[EXCERPT PROVIDED]
*-*-*
November 8–10, the Longyear Museum of Anthropology welcomed Yazzie to campus as part of the Not a Costume exhibit (open through December 16, 2018), which analyzes issues of cultural assumptions, appropriation, and identity of contemporary Indigenous fashion of the Western Hemisphere.

“We wanted to bring a contemporary Native American fashion designer — to have a workshop tailored to indigenous community members and a residency culminating in a fashion show,” said Christy DeLair, curator at the Longyear Museum of Anthropology.

On November 8, during a panel discussion for the Colgate community, Jared Yazzie and Jessica Metcalfe — owner of the online fashion platform and blog Beyond Buckskin — discussed Yazzie’s passion for his work as well as current Native American fashion and social issues impacting the community.

According to Yazzie, appropriation of Native American art is one of the leading issues derailing the progress of many Native American fashion designers. His own garments infuse his grandmother’s designs, important cultural symbols, and elements of Navajo history. It would be disheartening, says Yazzie, if these designs were stolen by other brands.
*-*-*
[SOURCE EXCERPT]
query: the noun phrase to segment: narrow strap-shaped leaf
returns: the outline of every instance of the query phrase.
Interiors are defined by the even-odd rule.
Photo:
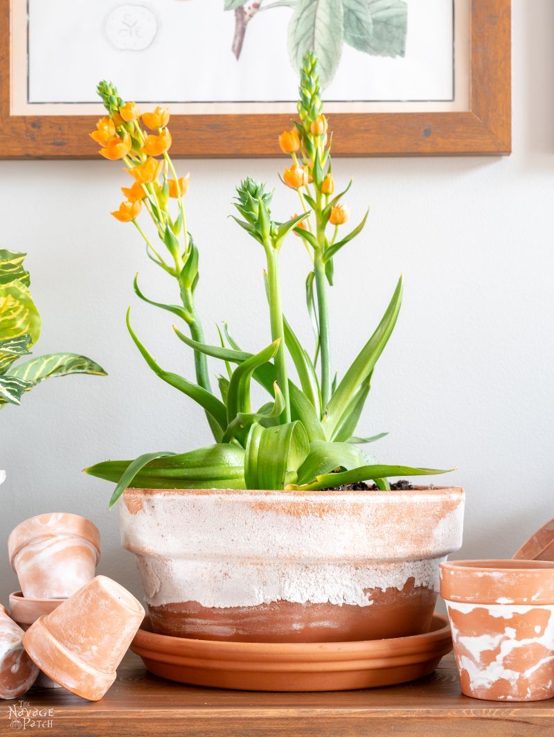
*-*-*
[REQUIRED TASKS]
(1) According to the article on Jared Yazzie's campus visit, what online fashion platform and blog does Jessica Metcalfe own?
(2) Reproduce the portion of the article on Jared Yazzie's campus visit starting at "November 8–10, the" and ending at "impacting the community.".
(3) Pick up the article on Jared Yazzie's campus visit after its final sentence and keep writing.
The data comes from a separate source.

[TASK-BY-TASK RESULTS]
(1) Beyond Buckskin.

(2)
November 8–10, the Longyear Museum of Anthropology welcomed Yazzie to campus as part of the Not a Costume exhibit (open through December 16, 2018), which analyzes issues of cultural assumptions, appropriation, and identity of contemporary Indigenous fashion of the Western Hemisphere.

“We wanted to bring a contemporary Native American fashion designer — to have a workshop tailored to indigenous community members and a residency culminating in a fashion show,” said Christy DeLair, curator at the Longyear Museum of Anthropology.

On November 8, during a panel discussion for the Colgate community, Jared Yazzie and Jessica Metcalfe — owner of the online fashion platform and blog Beyond Buckskin — discussed Yazzie’s passion for his work as well as current Native American fashion and social issues impacting the community.

(3)
“If bigger companies want to have their hand in [Native American fashion], they need to know where the source comes from,” said Yazzie. ”They need to know that we have our history connected to all of our designs. This blanket is not just colors and patterns. It is my grandmother’s teachings, my grandmother’s home… It means a lot to me.” 

On November 9, during a fashion show in the Hall of Presidents, Yazzie presented garments from his fashion line to the larger Colgate community and visitors from off campus. The event showcased various traditional regalia — both street and high fashion — worn by Native American models. Metcalfe discussed the history and inspiration behind each piece at length to educate the audience throughout the show.

“The designs were really visually intriguing but they became so much more captivating once I learned the story behind each [garment] and the process of its creation,” said Andre Stephenson ’18. “The show itself left me with a greater appreciation for Indigenous fashion and history.”